Skip to main content

In this photo taken Sunday, Aug. 1, 2010, a policeman walks near a smashed car and shop at Yuanshi county, in north China's Hebei province. A drunken shovel loader driver went on a rampage in northern China, smashing into shops and vehicles and killing 11 people, a government spokesman said Monday.

The death toll has risen to 17 after a drunk driver at the wheel of his bucket loader tore through a rural community in northern China, residents said Tuesday, the latest in a string of grisly rampage attacks across the country.

Families of the victims mourned their loved ones at funerals across Yuanshi County in the northern province of Hebei, two days after 38-year-old Li Xianliang went on his killing spree.

Shattered buildings, crushed cars and splintered trees testified to the severity of the damage inflicted by the massive machine.

Mr. Li drove off in his loader Sunday afternoon after killing his boss at the coal depot where he worked after the two men fought about money while drinking.

Apparently picking his victims at random, Mr. Li smashed his way down a tree-lined road, running over motorcycles and small cars and ripping into buses. In some cases, he stopped to flip the vehicles with his bucket before crushing them under his wheels, residents said, adding that the youngest victim was 5 years old.

Villagers, some hanging onto the side of the vehicle, attempted to stop the mayhem, one of them stabbing Li several times with a kitchen knife. Mr. Li drove back to the coal depot and, bleeding heavily, brandished a crowbar but was overcome when villager Wang Xinjiang kicked him in the groin and pinned him to the ground.

"He came down (from the vehicle) and said 'I'm a dead man anyway! I'm dead anyway,"' said Wang, a former soldier.

■ WHAT THIS TASK INVOLVES ■
Extend the news report on the bucket loader rampage in Yuanshi County, starting after its final quoted remark from Wang.

■ RECORDS SUPPLIED ■
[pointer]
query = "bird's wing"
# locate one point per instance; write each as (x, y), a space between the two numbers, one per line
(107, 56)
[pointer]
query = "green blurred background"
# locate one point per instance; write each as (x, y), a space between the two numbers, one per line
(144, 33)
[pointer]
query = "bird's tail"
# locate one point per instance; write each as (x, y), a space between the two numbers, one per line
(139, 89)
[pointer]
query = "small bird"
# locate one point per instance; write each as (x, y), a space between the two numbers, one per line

■ FINAL ANSWER ■
Friends and family gathered to offer condolences at one home where the bodies of a 34-year-old housewife and her young daughter were laid out in coffins, according to custom.

"We didn't know him. We don't know why he did it. It is just like some natural disaster that came along," said the woman's husband, who identified himself only by his surname, Liu.

Mr. Li was taken into custody and almost certainly faces the death penalty for murder. Calls to local government officials, who on Monday put the death toll at 11, rang unanswered on Tuesday.

A series of apparently unrelated rampage attacks across China in recent months have left dozens of people dead and scores wounded.

Assailants, most of them wielding knives, have targeted kindergartens and elementary schools, a courthouse, and random victims at markets and on a train.

The attacks have prompted calls for more efforts to diagnose and treat serious mental illnesses, and have ignited fears about the nation's emotional health.

Authorities have responded with increased security at schools and orders to limit media coverage of the incidents to discourage copycat attacks.